Given request: Quote the passage below about adults friending their parents on social media in full, word for word.
::: Extract provided
Rehfield’s friends-with-family experience links to a widespread cultural phenomenon. It seems like such a no-brainer that embracing family (and any related baggage) online could be socially awkward. Yet the majority of adult Internet users—71 percent, according to the Pew Research Center—happily hop online with their offspring or parents.

Underage kids aren’t the only ones getting embarrassed by Mom and Dad—the blush spreads to children of all ages. A friend of mine recently told me that her Facebook friendship with her 70-something mom has been a bit of a struggle.

“Early on, I had to say, ‘Mom, I’m a single woman in her late 30s! I cannot have my mother posting greeting cards on my wall every day! It’s so dorky.”

Also, my friend reminded me that social media goes both ways.

“Facebook gave me a window into my newly retired mom’s daily life,” she says. “I used to feel stressed or guilty, like, ‘Oh my God, my mom is playing FarmVille and friending strangers all day long.’ But then I realized she’s an adult and she should do whatever makes her happy.”
::::::
::: Given entries
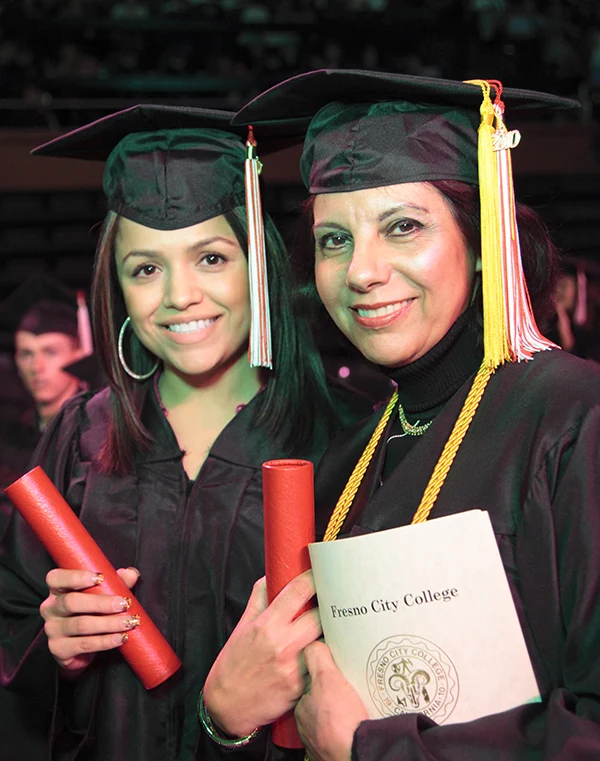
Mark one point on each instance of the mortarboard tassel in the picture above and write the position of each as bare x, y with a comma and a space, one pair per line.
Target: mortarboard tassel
510, 330
260, 351
84, 328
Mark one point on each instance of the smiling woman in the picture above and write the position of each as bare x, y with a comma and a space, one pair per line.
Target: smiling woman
428, 265
164, 466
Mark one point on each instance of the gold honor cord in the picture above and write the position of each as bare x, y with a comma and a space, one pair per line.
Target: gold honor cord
347, 496
439, 472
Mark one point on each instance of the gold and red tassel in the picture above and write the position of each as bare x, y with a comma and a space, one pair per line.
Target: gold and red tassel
260, 348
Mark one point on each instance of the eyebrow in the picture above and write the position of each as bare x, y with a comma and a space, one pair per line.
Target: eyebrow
401, 207
145, 253
381, 218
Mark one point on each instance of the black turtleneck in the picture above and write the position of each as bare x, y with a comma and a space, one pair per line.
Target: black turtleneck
424, 386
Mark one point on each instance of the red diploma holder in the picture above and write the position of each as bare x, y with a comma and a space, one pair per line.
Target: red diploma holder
71, 546
289, 509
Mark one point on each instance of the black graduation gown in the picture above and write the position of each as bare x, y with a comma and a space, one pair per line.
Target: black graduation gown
532, 459
19, 436
23, 724
199, 548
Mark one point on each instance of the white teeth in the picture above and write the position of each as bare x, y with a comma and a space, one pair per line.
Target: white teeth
381, 311
190, 327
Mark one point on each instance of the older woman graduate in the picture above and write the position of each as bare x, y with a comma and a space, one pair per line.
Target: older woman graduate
418, 261
164, 467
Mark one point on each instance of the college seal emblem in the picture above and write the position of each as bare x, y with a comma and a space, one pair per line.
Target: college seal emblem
412, 675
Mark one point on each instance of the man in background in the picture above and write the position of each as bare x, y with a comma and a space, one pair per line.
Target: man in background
48, 335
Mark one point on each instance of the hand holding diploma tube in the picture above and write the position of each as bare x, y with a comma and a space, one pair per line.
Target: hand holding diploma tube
71, 547
288, 496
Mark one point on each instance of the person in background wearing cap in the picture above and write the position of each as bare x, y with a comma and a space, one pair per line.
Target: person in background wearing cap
487, 413
164, 466
46, 341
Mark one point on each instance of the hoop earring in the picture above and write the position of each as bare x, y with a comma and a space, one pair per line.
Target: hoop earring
124, 365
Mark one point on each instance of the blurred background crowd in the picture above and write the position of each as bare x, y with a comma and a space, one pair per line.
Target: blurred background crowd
223, 52
64, 63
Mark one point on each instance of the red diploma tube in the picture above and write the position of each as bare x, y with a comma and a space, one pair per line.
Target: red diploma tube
289, 508
71, 546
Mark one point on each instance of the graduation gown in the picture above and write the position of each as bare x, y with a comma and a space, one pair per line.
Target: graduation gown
531, 458
199, 548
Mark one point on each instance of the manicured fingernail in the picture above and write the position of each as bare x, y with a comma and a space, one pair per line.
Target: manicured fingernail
131, 622
121, 603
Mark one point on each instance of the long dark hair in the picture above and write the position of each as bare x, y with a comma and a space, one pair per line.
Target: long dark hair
538, 253
281, 410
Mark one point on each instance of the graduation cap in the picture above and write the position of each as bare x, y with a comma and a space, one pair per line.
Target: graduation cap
89, 371
169, 167
372, 129
42, 304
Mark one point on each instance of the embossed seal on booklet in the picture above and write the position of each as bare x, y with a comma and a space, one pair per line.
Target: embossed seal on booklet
420, 619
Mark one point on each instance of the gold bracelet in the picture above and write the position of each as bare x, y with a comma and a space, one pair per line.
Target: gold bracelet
211, 731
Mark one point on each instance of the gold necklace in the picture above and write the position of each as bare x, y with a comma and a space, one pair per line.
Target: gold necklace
410, 429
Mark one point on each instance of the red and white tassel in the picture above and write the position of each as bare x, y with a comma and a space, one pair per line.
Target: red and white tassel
260, 349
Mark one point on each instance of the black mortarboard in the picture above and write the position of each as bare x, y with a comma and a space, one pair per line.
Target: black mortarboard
40, 305
167, 167
369, 129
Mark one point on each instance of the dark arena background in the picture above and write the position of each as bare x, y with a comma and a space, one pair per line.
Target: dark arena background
64, 63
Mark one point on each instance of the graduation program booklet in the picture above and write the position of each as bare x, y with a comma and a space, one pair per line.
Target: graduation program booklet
421, 619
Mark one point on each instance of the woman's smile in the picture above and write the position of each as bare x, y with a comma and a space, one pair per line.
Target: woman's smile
380, 316
392, 268
186, 292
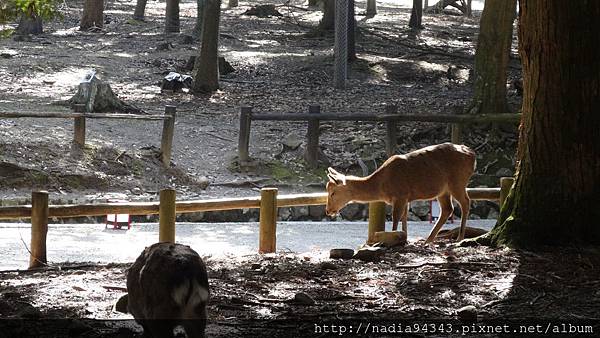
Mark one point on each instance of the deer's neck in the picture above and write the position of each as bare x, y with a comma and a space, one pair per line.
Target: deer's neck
364, 189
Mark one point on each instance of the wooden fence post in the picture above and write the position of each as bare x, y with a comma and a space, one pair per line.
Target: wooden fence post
268, 221
312, 137
166, 143
39, 228
376, 219
166, 216
244, 137
456, 136
79, 126
505, 185
390, 136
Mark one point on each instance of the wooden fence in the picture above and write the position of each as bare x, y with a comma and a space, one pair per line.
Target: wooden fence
79, 125
391, 118
269, 201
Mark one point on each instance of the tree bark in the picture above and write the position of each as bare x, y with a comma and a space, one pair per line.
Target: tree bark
491, 57
93, 14
206, 70
140, 9
197, 32
327, 22
172, 17
555, 196
416, 15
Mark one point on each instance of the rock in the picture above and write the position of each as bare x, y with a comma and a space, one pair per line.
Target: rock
341, 253
467, 313
121, 304
330, 265
291, 142
302, 298
420, 208
390, 238
369, 254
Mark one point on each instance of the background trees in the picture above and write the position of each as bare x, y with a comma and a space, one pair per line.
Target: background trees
555, 197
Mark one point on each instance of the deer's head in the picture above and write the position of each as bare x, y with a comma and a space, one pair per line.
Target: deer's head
338, 194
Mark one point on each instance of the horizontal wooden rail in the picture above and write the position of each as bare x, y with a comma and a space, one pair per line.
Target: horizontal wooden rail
152, 208
79, 115
442, 118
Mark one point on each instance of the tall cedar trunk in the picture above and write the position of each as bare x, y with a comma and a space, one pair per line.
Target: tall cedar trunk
206, 70
140, 9
197, 32
328, 20
351, 32
491, 57
172, 17
557, 189
416, 15
93, 14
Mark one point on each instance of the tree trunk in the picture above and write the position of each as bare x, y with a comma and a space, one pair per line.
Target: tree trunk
328, 20
555, 196
416, 15
140, 8
172, 17
371, 8
206, 70
197, 32
351, 32
93, 14
491, 57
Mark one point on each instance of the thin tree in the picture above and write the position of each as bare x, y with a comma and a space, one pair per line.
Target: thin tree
93, 14
206, 69
172, 17
492, 56
416, 15
555, 196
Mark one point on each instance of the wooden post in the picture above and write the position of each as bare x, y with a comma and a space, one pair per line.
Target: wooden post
505, 185
312, 137
376, 220
166, 216
39, 228
166, 143
456, 136
244, 137
268, 221
390, 135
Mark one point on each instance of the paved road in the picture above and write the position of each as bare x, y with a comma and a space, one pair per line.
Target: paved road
94, 243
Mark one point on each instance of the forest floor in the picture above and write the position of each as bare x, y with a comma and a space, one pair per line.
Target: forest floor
281, 66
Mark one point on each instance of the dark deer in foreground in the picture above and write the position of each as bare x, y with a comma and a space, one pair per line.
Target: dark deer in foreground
440, 171
168, 287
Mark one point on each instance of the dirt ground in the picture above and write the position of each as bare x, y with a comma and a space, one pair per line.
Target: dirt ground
280, 67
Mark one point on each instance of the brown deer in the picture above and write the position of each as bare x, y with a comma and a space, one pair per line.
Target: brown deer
440, 171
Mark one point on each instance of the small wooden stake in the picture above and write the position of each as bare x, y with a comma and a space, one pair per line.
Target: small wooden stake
39, 228
244, 138
456, 136
166, 216
505, 185
312, 136
166, 142
268, 220
376, 220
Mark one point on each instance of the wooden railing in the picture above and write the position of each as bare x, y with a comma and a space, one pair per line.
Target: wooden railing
390, 117
79, 125
39, 212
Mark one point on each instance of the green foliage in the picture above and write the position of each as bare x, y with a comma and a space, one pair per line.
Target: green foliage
45, 9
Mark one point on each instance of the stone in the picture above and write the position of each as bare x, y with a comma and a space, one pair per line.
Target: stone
341, 253
467, 313
302, 298
390, 238
369, 254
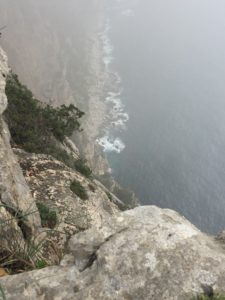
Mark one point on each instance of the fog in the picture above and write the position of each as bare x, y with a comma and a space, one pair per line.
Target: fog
169, 57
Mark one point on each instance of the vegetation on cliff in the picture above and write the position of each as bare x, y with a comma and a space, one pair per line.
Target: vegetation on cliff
39, 128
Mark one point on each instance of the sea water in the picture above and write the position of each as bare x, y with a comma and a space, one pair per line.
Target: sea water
166, 137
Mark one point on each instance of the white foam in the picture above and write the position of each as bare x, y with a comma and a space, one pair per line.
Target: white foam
128, 13
111, 144
117, 117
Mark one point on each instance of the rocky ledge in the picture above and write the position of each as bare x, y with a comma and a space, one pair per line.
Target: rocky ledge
144, 253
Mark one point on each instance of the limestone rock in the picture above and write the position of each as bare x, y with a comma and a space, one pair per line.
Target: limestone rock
50, 180
145, 253
15, 197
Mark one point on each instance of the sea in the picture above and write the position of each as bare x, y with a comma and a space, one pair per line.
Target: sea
165, 138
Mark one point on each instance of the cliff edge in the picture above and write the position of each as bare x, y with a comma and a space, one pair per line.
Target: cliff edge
100, 252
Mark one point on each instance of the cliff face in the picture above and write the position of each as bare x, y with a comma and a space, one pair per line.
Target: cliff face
61, 43
14, 194
145, 254
39, 197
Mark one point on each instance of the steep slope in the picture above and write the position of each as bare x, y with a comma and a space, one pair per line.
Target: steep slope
42, 209
146, 253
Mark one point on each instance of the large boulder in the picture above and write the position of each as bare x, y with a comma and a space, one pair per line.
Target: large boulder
50, 183
145, 253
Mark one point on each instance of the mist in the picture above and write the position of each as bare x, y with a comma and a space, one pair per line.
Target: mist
166, 60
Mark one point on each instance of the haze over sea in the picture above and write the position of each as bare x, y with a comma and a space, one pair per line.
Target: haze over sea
170, 56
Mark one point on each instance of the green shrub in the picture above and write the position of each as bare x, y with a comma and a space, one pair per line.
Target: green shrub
81, 166
92, 187
34, 126
48, 215
40, 264
78, 190
2, 294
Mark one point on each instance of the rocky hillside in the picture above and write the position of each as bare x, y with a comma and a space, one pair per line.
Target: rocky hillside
63, 236
146, 253
42, 201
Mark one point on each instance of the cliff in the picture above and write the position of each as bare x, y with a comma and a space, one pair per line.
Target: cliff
65, 52
51, 214
42, 201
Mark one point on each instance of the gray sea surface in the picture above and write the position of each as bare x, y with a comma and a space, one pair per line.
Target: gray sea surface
170, 56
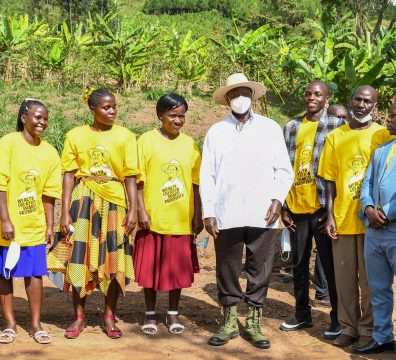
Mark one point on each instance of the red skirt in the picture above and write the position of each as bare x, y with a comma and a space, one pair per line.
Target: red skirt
164, 262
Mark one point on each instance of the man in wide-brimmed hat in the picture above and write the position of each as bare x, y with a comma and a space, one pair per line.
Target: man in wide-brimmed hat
245, 176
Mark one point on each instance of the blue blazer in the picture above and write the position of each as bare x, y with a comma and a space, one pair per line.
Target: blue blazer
380, 184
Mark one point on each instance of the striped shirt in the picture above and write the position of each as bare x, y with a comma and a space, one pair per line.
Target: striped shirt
326, 124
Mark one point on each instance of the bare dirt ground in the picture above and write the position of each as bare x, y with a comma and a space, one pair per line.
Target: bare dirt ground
200, 314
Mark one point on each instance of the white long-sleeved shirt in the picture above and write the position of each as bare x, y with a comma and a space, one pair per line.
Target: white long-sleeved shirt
242, 170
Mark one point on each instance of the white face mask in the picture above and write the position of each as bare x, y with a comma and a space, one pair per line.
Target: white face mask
14, 251
362, 120
241, 104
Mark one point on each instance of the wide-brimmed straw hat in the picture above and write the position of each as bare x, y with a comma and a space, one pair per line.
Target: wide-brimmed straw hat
238, 80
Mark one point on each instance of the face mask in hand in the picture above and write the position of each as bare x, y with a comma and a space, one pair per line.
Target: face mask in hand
362, 120
14, 251
241, 104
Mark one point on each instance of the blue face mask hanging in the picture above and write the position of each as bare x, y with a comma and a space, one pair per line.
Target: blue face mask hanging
285, 244
13, 254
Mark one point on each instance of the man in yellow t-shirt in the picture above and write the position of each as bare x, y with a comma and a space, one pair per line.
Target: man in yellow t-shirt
304, 211
378, 199
343, 163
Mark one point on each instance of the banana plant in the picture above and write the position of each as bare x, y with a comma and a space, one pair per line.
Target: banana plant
16, 35
247, 51
127, 45
188, 58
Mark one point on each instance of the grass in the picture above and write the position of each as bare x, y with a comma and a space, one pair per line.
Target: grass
136, 111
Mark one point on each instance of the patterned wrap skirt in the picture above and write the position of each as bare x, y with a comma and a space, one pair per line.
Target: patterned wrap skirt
98, 251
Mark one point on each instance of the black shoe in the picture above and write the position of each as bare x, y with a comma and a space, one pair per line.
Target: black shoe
333, 332
216, 340
293, 324
374, 347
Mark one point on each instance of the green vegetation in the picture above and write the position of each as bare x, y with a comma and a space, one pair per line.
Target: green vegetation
53, 49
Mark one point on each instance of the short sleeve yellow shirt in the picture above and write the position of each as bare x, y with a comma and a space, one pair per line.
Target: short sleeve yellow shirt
28, 172
303, 197
111, 154
169, 168
344, 160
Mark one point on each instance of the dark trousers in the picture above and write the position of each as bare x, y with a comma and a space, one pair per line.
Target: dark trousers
321, 288
260, 248
301, 244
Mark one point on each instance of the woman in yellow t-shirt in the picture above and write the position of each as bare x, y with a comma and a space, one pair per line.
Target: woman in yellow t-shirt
169, 212
99, 162
30, 180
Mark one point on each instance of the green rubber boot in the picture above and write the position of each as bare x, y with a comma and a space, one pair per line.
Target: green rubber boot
253, 330
229, 330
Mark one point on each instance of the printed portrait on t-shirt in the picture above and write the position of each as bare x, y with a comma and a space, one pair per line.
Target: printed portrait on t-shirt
173, 188
305, 174
100, 158
27, 200
357, 165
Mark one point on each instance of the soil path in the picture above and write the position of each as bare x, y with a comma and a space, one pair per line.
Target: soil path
200, 314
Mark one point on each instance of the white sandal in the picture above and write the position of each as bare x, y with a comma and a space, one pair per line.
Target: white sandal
8, 336
149, 329
175, 328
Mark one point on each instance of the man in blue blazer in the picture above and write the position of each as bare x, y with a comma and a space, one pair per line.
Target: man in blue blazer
378, 198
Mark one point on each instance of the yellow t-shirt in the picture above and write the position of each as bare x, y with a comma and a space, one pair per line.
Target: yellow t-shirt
391, 154
110, 153
28, 172
303, 197
344, 160
169, 168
::::::
Solution for this exercise:
Rehfield’s friends-with-family experience links to a widespread cultural phenomenon. It seems like such a no-brainer that embracing family (and any related baggage) online could be socially awkward. Yet the majority of adult Internet users—71 percent, according to the Pew Research Center—happily hop online with their offspring or parents.

Underage kids aren’t the only ones getting embarrassed by Mom and Dad—the blush spreads to children of all ages. A friend of mine recently told me that her Facebook friendship with her 70-something mom has been a bit of a struggle.

“Early on, I had to say, ‘Mom, I’m a single woman in her late 30s! I cannot have my mother posting greeting cards on my wall every day! It’s so dorky.”

Also, my friend reminded me that social media goes both ways.

“Facebook gave me a window into my newly retired mom’s daily life,” she says. “I used to feel stressed or guilty, like, ‘Oh my God, my mom is playing FarmVille and friending strangers all day long.’ But then I realized she’s an adult and she should do whatever makes her happy.”